» Work instructions
Reproduce the passage of the basketball article from "That intriguing subplot" up to and including "a regional final.".

» Provided passage
◇ ◇ ◇ ◇
- The Washington Times - Sunday, March 23, 2008


The smothering defense of the Georgetown basketball team meets the shooting technician known as Stephen Curry in the second round of the NCAA tournament at RBC Center today.

That intriguing subplot promises to captivate the adherents of both programs, one accustomed to being in the national spotlight and the other coming off its first win in the NCAA tournament since 1969, when coach Lefty Driesell led Davidson to a regional final.

Curry is the wisp of a shooting guard who was ignored by all the programs in the major conferences, despite the good genes of his father, Dell, who spent 16 seasons in the NBA.

Curry’s 40-point gem against Gonzaga — a sort of national coming-out party for the sophomore — stimulated the anxiety of Hoyas coach John Thompson III.

“What strikes me about him is what strikes everybody,” Thompson III said after the Hoyas defeated Maryland-Baltimore County in the first round of the NCAA tournament. “He can shoot the cover off the ball, and he has teammates who are not threatened by that. They set screens for him and get him the ball.”

Wildcats coach Bob McKillop has built the team’s offense around Curry, an atypical approach in the egalitarian-minded culture of college basketball.
◇ ◇ ◇ ◇
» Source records
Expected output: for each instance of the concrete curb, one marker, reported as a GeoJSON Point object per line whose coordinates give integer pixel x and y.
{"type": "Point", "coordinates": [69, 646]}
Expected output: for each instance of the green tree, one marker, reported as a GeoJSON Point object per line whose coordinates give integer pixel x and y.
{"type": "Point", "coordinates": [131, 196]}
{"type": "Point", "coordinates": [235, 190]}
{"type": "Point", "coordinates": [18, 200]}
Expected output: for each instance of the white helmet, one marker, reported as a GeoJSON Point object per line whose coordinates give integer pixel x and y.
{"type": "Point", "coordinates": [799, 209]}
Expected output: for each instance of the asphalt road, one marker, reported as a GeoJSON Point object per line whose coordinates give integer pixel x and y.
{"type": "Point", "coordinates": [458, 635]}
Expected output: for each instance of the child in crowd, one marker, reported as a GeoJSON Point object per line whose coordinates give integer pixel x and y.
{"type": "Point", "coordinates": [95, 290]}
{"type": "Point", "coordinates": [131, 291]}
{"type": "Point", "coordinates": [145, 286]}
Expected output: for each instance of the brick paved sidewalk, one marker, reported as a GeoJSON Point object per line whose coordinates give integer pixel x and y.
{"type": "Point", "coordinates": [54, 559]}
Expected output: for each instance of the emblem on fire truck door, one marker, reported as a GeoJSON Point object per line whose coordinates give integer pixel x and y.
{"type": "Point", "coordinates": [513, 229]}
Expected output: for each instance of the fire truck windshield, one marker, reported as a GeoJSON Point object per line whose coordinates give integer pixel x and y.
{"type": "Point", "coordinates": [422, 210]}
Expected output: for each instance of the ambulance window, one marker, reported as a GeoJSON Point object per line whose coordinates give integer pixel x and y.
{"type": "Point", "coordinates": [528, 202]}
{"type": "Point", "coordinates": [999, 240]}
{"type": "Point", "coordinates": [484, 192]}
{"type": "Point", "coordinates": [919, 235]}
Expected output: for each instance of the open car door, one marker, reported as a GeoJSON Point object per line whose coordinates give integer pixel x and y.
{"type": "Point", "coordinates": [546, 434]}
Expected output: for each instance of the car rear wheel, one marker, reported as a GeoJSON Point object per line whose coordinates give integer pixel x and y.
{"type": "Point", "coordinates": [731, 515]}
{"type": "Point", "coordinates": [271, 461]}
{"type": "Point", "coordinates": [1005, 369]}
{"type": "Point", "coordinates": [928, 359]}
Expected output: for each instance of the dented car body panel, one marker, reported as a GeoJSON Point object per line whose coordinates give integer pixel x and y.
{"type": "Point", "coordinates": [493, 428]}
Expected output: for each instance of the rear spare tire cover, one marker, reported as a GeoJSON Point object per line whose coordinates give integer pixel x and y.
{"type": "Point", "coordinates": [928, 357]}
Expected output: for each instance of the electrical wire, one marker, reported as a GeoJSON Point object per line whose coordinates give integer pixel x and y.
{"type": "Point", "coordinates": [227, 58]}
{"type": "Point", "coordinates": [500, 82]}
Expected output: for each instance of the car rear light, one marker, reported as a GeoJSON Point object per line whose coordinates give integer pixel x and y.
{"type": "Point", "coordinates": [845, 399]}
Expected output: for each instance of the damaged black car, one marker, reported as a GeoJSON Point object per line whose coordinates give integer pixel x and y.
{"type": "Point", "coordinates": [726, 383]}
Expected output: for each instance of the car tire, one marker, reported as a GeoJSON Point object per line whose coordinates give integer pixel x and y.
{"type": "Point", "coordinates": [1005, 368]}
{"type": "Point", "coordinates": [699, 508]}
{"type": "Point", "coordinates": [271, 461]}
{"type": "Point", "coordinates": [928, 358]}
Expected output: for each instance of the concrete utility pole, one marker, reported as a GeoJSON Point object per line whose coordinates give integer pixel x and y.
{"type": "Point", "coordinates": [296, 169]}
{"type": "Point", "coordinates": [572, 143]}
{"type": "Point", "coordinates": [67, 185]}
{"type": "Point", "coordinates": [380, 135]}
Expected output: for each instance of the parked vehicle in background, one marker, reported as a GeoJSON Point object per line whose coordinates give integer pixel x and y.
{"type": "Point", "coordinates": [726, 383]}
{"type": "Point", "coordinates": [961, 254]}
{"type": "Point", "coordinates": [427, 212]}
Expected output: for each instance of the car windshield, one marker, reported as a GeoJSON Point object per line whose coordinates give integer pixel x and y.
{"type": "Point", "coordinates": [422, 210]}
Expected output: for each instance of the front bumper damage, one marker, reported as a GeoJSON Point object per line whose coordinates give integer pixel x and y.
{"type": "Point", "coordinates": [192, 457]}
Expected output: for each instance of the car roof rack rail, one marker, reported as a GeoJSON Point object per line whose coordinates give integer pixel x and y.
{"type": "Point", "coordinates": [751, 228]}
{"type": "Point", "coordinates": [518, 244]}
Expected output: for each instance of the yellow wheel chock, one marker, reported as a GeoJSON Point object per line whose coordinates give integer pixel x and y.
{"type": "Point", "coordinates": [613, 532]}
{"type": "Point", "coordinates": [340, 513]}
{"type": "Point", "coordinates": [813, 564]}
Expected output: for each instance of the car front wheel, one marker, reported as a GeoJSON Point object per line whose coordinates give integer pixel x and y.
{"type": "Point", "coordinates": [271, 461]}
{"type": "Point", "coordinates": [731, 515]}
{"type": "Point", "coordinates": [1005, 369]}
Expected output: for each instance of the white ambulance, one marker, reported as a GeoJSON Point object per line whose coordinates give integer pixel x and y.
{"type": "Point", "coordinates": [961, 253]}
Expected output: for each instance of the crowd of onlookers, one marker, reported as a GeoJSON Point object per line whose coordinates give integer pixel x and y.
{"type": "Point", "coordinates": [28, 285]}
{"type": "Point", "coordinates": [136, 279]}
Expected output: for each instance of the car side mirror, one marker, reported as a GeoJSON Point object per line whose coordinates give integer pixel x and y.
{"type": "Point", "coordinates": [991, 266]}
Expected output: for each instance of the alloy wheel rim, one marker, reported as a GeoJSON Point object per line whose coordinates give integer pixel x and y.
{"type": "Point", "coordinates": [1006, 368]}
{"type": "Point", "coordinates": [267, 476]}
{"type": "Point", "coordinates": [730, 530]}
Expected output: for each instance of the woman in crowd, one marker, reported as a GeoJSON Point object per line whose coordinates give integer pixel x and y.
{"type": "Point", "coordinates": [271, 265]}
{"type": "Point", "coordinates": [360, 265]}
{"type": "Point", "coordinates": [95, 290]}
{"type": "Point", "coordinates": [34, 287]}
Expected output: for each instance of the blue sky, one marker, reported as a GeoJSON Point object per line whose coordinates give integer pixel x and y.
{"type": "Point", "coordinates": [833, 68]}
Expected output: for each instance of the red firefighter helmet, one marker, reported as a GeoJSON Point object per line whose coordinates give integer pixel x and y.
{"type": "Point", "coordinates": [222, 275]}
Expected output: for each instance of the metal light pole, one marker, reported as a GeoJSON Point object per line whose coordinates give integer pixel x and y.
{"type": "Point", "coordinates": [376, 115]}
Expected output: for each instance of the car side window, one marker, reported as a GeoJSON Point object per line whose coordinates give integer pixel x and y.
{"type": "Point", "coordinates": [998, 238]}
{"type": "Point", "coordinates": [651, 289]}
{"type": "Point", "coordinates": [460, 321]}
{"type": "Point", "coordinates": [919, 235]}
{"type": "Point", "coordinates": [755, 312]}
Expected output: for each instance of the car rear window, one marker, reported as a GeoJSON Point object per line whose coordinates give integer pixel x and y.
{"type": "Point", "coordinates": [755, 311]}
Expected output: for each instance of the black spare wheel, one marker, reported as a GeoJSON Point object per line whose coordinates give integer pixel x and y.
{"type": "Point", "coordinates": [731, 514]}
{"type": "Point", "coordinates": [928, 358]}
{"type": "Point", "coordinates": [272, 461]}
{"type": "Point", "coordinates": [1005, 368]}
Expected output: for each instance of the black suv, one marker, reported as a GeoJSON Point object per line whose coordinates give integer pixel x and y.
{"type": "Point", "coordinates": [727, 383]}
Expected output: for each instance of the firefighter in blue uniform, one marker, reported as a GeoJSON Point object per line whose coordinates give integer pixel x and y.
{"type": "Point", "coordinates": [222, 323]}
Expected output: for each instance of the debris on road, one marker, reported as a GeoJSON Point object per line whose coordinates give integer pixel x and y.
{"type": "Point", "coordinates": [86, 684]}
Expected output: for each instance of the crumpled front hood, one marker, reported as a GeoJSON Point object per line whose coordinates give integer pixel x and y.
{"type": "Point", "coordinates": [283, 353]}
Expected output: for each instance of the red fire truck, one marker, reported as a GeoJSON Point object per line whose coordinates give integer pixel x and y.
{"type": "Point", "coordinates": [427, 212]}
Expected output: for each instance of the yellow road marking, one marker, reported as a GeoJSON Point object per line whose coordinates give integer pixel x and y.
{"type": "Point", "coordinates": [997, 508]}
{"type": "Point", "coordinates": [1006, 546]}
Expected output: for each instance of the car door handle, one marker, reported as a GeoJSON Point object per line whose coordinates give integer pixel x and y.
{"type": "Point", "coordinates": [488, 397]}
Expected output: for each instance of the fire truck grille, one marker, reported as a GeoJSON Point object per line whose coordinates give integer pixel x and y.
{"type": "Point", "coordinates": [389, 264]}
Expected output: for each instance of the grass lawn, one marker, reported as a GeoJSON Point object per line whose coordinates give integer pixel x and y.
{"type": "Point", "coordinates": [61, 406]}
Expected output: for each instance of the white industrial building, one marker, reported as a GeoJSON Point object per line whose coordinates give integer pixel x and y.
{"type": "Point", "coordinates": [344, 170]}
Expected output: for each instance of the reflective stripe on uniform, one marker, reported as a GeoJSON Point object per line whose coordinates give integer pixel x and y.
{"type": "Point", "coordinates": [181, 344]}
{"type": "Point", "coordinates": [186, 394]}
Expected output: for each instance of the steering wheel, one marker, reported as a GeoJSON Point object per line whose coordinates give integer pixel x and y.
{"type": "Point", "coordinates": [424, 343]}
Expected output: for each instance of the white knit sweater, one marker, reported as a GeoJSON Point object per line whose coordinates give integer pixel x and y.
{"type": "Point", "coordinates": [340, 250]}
◇ ◇ ◇ ◇
» Result of this exercise
That intriguing subplot promises to captivate the adherents of both programs, one accustomed to being in the national spotlight and the other coming off its first win in the NCAA tournament since 1969, when coach Lefty Driesell led Davidson to a regional final.